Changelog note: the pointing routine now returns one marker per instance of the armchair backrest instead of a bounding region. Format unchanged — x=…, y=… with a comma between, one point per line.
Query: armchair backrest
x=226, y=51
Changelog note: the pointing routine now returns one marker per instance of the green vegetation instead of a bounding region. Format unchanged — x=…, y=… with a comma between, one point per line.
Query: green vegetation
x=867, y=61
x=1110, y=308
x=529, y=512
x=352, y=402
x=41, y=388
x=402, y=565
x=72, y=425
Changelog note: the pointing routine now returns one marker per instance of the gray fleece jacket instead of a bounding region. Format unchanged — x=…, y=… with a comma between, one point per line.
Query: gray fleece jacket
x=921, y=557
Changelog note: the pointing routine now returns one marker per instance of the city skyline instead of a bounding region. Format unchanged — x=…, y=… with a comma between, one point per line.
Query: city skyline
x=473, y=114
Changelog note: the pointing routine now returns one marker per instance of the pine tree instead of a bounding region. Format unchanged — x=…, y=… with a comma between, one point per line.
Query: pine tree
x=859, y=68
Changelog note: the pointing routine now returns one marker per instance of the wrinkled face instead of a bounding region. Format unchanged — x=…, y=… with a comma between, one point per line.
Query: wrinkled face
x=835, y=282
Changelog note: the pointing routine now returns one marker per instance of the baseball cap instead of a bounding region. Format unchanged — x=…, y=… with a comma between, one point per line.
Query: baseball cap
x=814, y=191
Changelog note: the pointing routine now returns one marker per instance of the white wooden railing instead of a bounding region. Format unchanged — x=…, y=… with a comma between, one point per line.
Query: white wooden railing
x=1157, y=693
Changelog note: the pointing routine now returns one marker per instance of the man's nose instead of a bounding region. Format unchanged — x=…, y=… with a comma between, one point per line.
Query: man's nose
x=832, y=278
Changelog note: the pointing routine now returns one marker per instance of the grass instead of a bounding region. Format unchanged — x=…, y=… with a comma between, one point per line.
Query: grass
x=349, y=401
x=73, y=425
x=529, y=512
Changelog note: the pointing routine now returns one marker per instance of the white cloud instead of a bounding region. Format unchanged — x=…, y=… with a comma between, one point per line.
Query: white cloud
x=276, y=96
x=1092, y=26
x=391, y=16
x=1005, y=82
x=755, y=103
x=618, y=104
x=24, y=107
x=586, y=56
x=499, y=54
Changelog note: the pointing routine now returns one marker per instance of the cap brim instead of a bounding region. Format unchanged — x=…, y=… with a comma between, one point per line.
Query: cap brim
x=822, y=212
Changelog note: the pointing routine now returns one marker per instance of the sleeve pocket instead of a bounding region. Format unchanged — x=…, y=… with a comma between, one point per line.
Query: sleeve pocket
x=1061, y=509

□ □ □

* **Exercise aim**
Please copy the lines above from the line with "of the man's" up to and including the line with "the white cloud", exactly as written and with nothing else.

* **Solution**
Changelog note: the pointing routine now returns one marker per instance of the man's nose instead of a bounding region. Format unchanged — x=…, y=… with a comma between, one point per line.
Query: man's nose
x=832, y=278
Changelog note: the pointing routine now returns one marker per instance of the grass instead of a bounding region. Format unchanged — x=…, y=… with a comma between, one point per line.
Query: grass
x=349, y=401
x=73, y=425
x=529, y=512
Changelog note: the pointing routine now returns one marker per instance of the white cloud instead of a bounding region. Format unchanged — x=…, y=… with a comma between, one point per line.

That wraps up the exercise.